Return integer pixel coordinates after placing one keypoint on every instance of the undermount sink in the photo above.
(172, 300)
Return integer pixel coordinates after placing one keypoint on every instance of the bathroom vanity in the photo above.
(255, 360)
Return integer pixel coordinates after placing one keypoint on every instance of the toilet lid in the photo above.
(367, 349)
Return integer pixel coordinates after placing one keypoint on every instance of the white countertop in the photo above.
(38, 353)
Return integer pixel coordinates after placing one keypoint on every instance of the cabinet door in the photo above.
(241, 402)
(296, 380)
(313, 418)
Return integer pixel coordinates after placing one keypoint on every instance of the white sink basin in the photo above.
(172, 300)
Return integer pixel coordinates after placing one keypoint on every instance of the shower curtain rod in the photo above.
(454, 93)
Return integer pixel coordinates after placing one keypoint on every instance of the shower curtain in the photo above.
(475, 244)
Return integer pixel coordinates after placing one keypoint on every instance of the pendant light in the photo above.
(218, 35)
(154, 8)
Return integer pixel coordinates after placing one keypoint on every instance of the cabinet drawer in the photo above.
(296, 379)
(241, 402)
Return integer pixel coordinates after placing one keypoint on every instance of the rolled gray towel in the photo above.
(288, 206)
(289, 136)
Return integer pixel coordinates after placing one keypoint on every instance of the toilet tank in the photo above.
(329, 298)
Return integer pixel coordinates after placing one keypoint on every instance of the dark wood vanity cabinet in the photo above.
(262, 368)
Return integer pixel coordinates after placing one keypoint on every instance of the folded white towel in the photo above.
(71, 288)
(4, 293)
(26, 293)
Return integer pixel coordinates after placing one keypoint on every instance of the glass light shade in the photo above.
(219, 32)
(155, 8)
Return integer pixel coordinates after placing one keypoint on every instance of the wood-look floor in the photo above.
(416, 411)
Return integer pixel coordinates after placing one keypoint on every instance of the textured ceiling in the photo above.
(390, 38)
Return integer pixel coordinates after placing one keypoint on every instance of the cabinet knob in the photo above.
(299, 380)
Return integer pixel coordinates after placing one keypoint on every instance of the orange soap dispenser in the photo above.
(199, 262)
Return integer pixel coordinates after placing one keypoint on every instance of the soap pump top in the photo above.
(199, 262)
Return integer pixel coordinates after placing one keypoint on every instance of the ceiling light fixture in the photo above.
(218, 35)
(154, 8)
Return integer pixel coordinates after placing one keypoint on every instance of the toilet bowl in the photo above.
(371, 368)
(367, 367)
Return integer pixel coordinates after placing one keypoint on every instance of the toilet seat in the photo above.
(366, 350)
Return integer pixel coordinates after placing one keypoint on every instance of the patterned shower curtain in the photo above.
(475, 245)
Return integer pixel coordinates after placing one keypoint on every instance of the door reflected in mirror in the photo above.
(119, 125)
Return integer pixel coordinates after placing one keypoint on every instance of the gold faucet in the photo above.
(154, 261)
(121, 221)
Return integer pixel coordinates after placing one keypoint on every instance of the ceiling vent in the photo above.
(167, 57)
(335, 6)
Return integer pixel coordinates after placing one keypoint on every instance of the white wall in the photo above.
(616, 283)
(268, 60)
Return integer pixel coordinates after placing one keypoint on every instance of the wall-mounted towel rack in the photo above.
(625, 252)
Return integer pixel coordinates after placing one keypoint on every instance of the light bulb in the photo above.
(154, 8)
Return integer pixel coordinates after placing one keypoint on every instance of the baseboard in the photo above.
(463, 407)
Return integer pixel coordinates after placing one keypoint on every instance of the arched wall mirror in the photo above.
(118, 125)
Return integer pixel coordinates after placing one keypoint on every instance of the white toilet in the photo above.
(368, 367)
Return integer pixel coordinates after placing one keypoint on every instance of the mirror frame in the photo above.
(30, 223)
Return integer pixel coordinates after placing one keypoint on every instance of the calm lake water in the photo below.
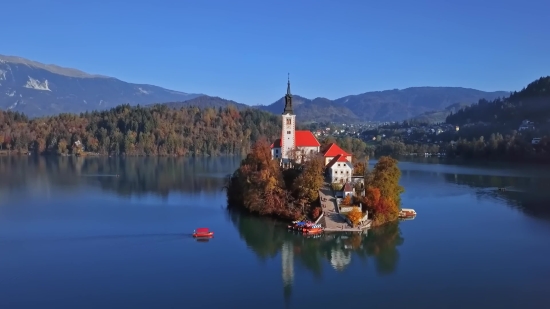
(73, 235)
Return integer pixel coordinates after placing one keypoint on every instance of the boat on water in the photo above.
(306, 227)
(407, 213)
(314, 229)
(203, 232)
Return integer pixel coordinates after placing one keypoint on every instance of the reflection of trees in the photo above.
(528, 194)
(266, 238)
(158, 175)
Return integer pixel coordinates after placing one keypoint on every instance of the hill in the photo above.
(531, 103)
(389, 105)
(438, 116)
(205, 101)
(38, 89)
(143, 131)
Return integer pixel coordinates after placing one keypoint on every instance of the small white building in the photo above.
(348, 189)
(339, 169)
(332, 150)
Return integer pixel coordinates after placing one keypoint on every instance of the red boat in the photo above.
(203, 232)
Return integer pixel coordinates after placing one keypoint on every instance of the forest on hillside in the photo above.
(157, 130)
(531, 103)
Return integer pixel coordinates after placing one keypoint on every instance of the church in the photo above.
(296, 145)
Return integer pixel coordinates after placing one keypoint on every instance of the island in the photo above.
(290, 179)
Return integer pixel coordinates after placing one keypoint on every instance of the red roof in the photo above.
(306, 139)
(333, 150)
(302, 138)
(276, 143)
(338, 158)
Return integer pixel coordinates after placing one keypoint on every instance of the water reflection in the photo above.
(270, 239)
(136, 176)
(528, 194)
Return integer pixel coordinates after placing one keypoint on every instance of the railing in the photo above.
(319, 219)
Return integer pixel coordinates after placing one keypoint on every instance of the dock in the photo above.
(333, 220)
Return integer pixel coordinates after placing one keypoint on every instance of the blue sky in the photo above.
(243, 50)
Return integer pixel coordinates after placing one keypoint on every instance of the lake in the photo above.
(73, 234)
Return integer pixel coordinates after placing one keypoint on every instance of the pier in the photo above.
(333, 220)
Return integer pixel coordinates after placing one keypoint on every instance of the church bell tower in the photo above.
(288, 136)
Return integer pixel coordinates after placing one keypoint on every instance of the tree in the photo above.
(360, 168)
(384, 209)
(385, 176)
(355, 215)
(347, 200)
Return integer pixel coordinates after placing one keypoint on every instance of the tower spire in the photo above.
(288, 99)
(288, 85)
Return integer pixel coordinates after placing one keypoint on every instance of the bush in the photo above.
(316, 212)
(336, 186)
(355, 215)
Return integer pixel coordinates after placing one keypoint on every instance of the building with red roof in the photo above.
(339, 169)
(332, 150)
(294, 145)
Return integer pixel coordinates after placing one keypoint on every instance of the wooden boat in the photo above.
(407, 213)
(203, 232)
(318, 230)
(313, 229)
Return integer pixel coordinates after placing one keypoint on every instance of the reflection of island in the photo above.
(157, 175)
(270, 239)
(528, 194)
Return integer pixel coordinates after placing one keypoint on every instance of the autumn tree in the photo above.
(347, 200)
(382, 196)
(355, 215)
(360, 168)
(258, 184)
(385, 176)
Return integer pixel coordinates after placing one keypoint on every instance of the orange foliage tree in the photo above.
(258, 184)
(383, 192)
(355, 215)
(347, 200)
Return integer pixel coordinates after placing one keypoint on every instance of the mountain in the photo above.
(439, 116)
(389, 105)
(204, 101)
(531, 103)
(319, 110)
(38, 89)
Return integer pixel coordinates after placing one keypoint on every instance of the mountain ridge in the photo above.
(38, 89)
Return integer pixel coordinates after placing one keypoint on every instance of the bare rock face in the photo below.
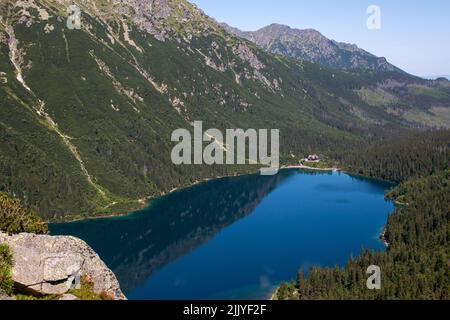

What is asked — Render all the lines above as a Markdown table with two columns, Number and Line, giving each line its own numbered row. Skip the blank lines and leave the pictures out.

Correct result —
| Number | Line |
|---|---|
| 1 | Return integer pixel coordinates after placing one keypoint on every instance of the undermount sink in the photo above. |
| 2 | (172, 300) |
| 3 | Return integer pixel coordinates after placing one keypoint on every instance of the bathroom vanity in the photo above. |
| 4 | (255, 360) |
| 5 | Return integer pixel coordinates after placing one keypoint on every instance of the toilet lid in the photo above. |
| 6 | (367, 349) |
| 7 | Return integer pixel coordinates after placing one keypoint on every instance of the white countertop in the photo above. |
| 8 | (38, 353) |
| 9 | Return integer pixel coordinates after placing one keypoint on every instance of the cabinet door in the photo above. |
| 10 | (241, 402) |
| 11 | (296, 380) |
| 12 | (313, 418) |
| 13 | Return integer pixel coordinates after placing one keypoint on every instance of the white sink basin in the photo above. |
| 14 | (172, 300) |
| 15 | Return integer pixel coordinates after placing one keypoint on every instance of the shower curtain rod in the photo above. |
| 16 | (454, 93) |
| 17 | Return integer pixel coordinates after placing one keypoint on every instance of the shower curtain in the photo above. |
| 18 | (475, 244) |
| 19 | Return integer pixel coordinates after placing one keypoint on every instance of the pendant light in the photo above. |
| 20 | (218, 35) |
| 21 | (154, 8) |
| 22 | Return integer pixel coordinates after placing one keypoint on every instance of the cabinet drawer in the photo above. |
| 23 | (296, 379) |
| 24 | (241, 402) |
| 25 | Return integer pixel coordinates after placing one keypoint on every instance of the rolled gray towel in the photo above. |
| 26 | (288, 206) |
| 27 | (289, 136) |
| 28 | Return integer pixel coordinates after placing one keypoint on every instance of the toilet tank in the photo above. |
| 29 | (329, 298) |
| 30 | Return integer pixel coordinates after placing one keypoint on every instance of the dark wood vanity cabinet in the photo above. |
| 31 | (262, 368) |
| 32 | Return integer pixel coordinates after placing one keypoint on every instance of the folded white towel in the photo above. |
| 33 | (71, 288) |
| 34 | (4, 293) |
| 35 | (26, 293) |
| 36 | Return integer pixel coordinates after placing one keypoint on every instance of the glass light shade in the photo above. |
| 37 | (219, 32) |
| 38 | (155, 8) |
| 39 | Return integer pixel coordinates after placing one keypoint on every instance of the wood-look floor in the photo above. |
| 40 | (416, 411) |
| 41 | Return integer pixel coordinates after placing one keypoint on every instance of the textured ceiling in the photo above. |
| 42 | (390, 38) |
| 43 | Return integer pixel coordinates after placing one keypoint on every instance of the cabinet knob in the photo above. |
| 44 | (299, 380) |
| 45 | Return integer pixel coordinates after placing one keypoint on every instance of the orange soap dispenser in the photo above. |
| 46 | (199, 262) |
| 47 | Return integer pixel coordinates after placing one keypoint on every instance of the soap pump top in the photo above. |
| 48 | (199, 262) |
| 49 | Return integer pixel coordinates after placing one keypoint on every instance of the ceiling light fixture in the photo above. |
| 50 | (218, 35) |
| 51 | (154, 8) |
| 52 | Return integer pixel coordinates after placing one keypoint on every instance of the toilet bowl in the photo above. |
| 53 | (371, 368) |
| 54 | (367, 367) |
| 55 | Return integer pixel coordinates after placing one keypoint on every instance of the toilet seat in the photo above. |
| 56 | (366, 350) |
| 57 | Return integer pixel coordinates after placing one keypoint on every instance of the patterned shower curtain in the photo above. |
| 58 | (475, 245) |
| 59 | Return integer pixel coordinates after placing one keypoint on every instance of the door reflected in mirror in the photo above. |
| 60 | (119, 125) |
| 61 | Return integer pixel coordinates after placing one keypoint on every instance of the gold faucet in the photo above. |
| 62 | (154, 261) |
| 63 | (121, 221) |
| 64 | Return integer pixel coordinates after placing one keypoint on every instance of the ceiling vent in the photo above. |
| 65 | (167, 57) |
| 66 | (335, 6) |
| 67 | Return integer pixel coordinates after placing one keypoint on every instance of the white wall in the photo above. |
| 68 | (616, 283) |
| 69 | (268, 60) |
| 70 | Return integer pixel coordinates after placing one keypoint on every instance of the wall-mounted towel rack in the photo above. |
| 71 | (625, 252) |
| 72 | Return integer pixel coordinates after placing one keypoint on every instance of the light bulb in the photo above. |
| 73 | (154, 8) |
| 74 | Return integer pixel coordinates after placing one keypoint on every instance of the baseboard in the photo above. |
| 75 | (463, 407) |
| 76 | Return integer pixel coordinates after placing one keypoint on every instance of the arched wall mirror in the photo above. |
| 77 | (118, 125) |
| 78 | Return integer pixel coordinates after placing one keypoint on every instance of the white toilet in the photo above. |
| 79 | (368, 367) |
| 80 | Return integer pixel coordinates after placing one keypoint on every instance of the mirror frame in the photo above. |
| 81 | (30, 223) |
| 82 | Return integer pixel coordinates after placing one keypoint on every instance of the calm lake water in the photo below. |
| 83 | (73, 235) |
| 84 | Return integer pixel coordinates after placing one keypoint on every instance of the boat on water in the photo above. |
| 85 | (306, 227) |
| 86 | (407, 213) |
| 87 | (314, 229) |
| 88 | (203, 232) |
| 89 | Return integer pixel coordinates after placing one keypoint on every instance of the reflection of trees in the photo above. |
| 90 | (528, 194) |
| 91 | (266, 238) |
| 92 | (158, 175) |
| 93 | Return integer pixel coordinates after placing one keypoint on every instance of the hill in the photo above. |
| 94 | (531, 103) |
| 95 | (389, 105) |
| 96 | (438, 116) |
| 97 | (205, 101) |
| 98 | (38, 89) |
| 99 | (143, 131) |
| 100 | Return integer pixel coordinates after placing one keypoint on every instance of the small white building in the photo above. |
| 101 | (348, 189) |
| 102 | (339, 169) |
| 103 | (332, 150) |
| 104 | Return integer pixel coordinates after placing one keypoint on every instance of the red boat in the photo above. |
| 105 | (203, 232) |
| 106 | Return integer pixel coordinates after placing one keypoint on every instance of the forest on hillside in the photo above. |
| 107 | (157, 130) |
| 108 | (531, 103) |
| 109 | Return integer pixel coordinates after placing one keypoint on every instance of the church in the photo above. |
| 110 | (296, 145) |
| 111 | Return integer pixel coordinates after placing one keypoint on every instance of the island in the photo above. |
| 112 | (290, 179) |
| 113 | Return integer pixel coordinates after placing one keypoint on every instance of the red roof in the photo above. |
| 114 | (306, 139) |
| 115 | (333, 150) |
| 116 | (302, 138) |
| 117 | (276, 143) |
| 118 | (338, 158) |
| 119 | Return integer pixel coordinates after placing one keypoint on every instance of the water reflection in the photo above. |
| 120 | (270, 239) |
| 121 | (136, 176) |
| 122 | (528, 194) |
| 123 | Return integer pixel coordinates after placing one keypoint on every instance of the railing in the photo above. |
| 124 | (319, 219) |
| 125 | Return integer pixel coordinates after placing one keypoint on every instance of the dock in the photo above. |
| 126 | (333, 220) |
| 127 | Return integer pixel coordinates after placing one keypoint on every instance of the blue sky in the photo above. |
| 128 | (243, 50) |
| 129 | Return integer pixel coordinates after placing one keypoint on every instance of the lake in the photo above. |
| 130 | (73, 234) |
| 131 | Return integer pixel coordinates after placing one keypoint on every instance of the pier in the photo above. |
| 132 | (333, 220) |
| 133 | Return integer pixel coordinates after placing one keypoint on every instance of the church bell tower in the photo above. |
| 134 | (288, 136) |
| 135 | Return integer pixel coordinates after placing one keypoint on every instance of the tree in the photo above. |
| 136 | (360, 168) |
| 137 | (384, 209) |
| 138 | (385, 176) |
| 139 | (355, 215) |
| 140 | (347, 200) |
| 141 | Return integer pixel coordinates after placing one keypoint on every instance of the tower spire in the photo above. |
| 142 | (288, 99) |
| 143 | (288, 85) |
| 144 | Return integer pixel coordinates after placing one keypoint on every instance of the bush in the photo above. |
| 145 | (316, 212) |
| 146 | (336, 186) |
| 147 | (355, 215) |
| 148 | Return integer pixel coordinates after placing one keypoint on every instance of the building with red roof in the photo above. |
| 149 | (339, 169) |
| 150 | (332, 150) |
| 151 | (294, 145) |
| 152 | Return integer pixel coordinates after placing one keypoint on every instance of the wooden boat in the photo above. |
| 153 | (407, 213) |
| 154 | (203, 232) |
| 155 | (318, 230) |
| 156 | (313, 229) |
| 157 | Return integer pixel coordinates after placing one keypoint on every instance of the reflection of island in the photo above. |
| 158 | (157, 175) |
| 159 | (270, 239) |
| 160 | (528, 194) |
| 161 | Return integer pixel coordinates after placing one keypoint on every instance of the autumn tree in the photo above. |
| 162 | (347, 200) |
| 163 | (382, 196) |
| 164 | (355, 215) |
| 165 | (360, 168) |
| 166 | (258, 184) |
| 167 | (385, 176) |
| 168 | Return integer pixel coordinates after placing one keypoint on every instance of the orange foliage tree in the photo above. |
| 169 | (258, 184) |
| 170 | (383, 192) |
| 171 | (355, 215) |
| 172 | (347, 200) |
| 173 | Return integer pixel coordinates after placing one keypoint on every instance of the mountain in the photo above. |
| 174 | (439, 116) |
| 175 | (389, 105) |
| 176 | (204, 101) |
| 177 | (531, 103) |
| 178 | (319, 110) |
| 179 | (38, 89) |
| 180 | Return integer pixel coordinates after placing one keypoint on every instance of the mountain ridge in the photo above. |
| 181 | (38, 89) |
| 182 | Return integer pixel coordinates after placing one keypoint on every instance of the bare rock face in the photo below. |